## Problem description
Pick out each line in the material below that contains the word "yellow" and copy it out in full. Matches are case-sensitive.

## Dataset records
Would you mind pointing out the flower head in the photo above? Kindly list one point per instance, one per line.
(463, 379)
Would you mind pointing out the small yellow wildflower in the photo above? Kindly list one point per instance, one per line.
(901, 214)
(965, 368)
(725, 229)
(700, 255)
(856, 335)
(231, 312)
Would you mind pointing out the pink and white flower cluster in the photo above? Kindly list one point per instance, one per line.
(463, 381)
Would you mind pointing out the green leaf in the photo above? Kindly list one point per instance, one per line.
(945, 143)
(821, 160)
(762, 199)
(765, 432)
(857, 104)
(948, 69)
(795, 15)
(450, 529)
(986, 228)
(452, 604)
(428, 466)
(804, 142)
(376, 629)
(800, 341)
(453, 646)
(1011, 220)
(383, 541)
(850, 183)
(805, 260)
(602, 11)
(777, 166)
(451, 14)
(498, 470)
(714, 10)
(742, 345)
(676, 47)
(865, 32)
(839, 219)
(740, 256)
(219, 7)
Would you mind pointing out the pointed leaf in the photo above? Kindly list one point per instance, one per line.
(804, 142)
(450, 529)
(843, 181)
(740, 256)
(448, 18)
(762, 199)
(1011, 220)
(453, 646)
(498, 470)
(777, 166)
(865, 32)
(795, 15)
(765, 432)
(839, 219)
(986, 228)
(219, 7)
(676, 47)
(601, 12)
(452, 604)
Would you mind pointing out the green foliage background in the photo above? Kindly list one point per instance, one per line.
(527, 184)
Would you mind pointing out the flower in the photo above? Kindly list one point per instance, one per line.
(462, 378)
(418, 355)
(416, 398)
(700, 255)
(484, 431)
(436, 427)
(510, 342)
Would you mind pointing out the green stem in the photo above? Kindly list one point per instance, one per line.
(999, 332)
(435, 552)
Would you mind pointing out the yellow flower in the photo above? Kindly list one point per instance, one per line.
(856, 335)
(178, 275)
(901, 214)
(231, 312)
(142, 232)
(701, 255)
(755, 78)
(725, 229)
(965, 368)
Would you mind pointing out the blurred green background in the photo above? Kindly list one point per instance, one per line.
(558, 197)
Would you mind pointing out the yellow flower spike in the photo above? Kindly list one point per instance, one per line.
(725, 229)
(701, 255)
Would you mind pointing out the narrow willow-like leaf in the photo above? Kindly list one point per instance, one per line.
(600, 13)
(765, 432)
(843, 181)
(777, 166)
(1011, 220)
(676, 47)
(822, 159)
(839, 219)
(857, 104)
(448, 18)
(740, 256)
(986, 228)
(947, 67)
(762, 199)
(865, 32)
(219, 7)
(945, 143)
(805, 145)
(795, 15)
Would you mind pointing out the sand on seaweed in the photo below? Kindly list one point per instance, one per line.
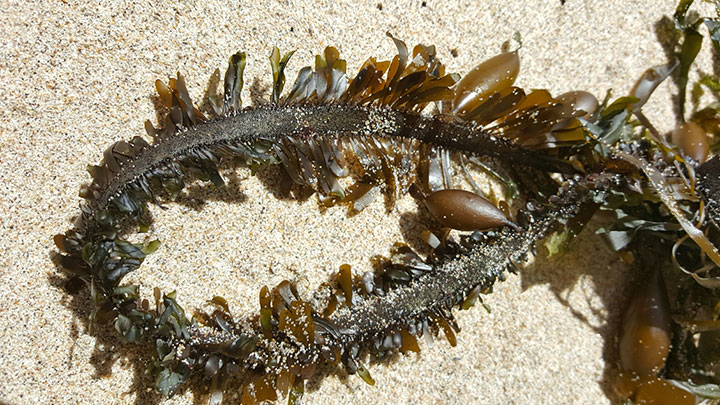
(76, 76)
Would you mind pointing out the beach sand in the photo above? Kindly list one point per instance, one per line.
(76, 76)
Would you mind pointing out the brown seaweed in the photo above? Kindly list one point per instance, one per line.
(372, 129)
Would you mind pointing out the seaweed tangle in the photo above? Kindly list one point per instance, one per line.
(373, 130)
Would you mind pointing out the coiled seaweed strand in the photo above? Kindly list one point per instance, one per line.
(323, 127)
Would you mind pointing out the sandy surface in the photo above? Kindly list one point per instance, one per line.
(77, 75)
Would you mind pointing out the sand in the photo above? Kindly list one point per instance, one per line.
(76, 76)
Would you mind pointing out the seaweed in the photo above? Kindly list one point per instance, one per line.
(350, 140)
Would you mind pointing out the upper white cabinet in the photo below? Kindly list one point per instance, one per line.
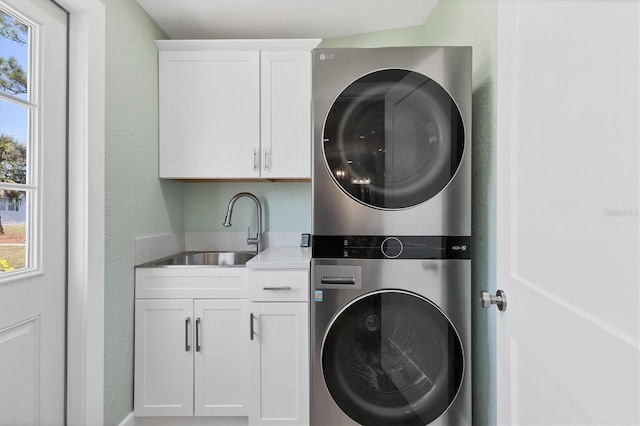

## Solution to the exercise
Would you mind pointing out the small yellow wildflower in the photo above? Kindly list one point per instance, one per line.
Would you mind pointing out the yellow flower in the photo above? Kindly list one point per instance, one per line.
Would you mind pointing out the yellow flower spike in the photo above? Kindly list one point per instance, one per line.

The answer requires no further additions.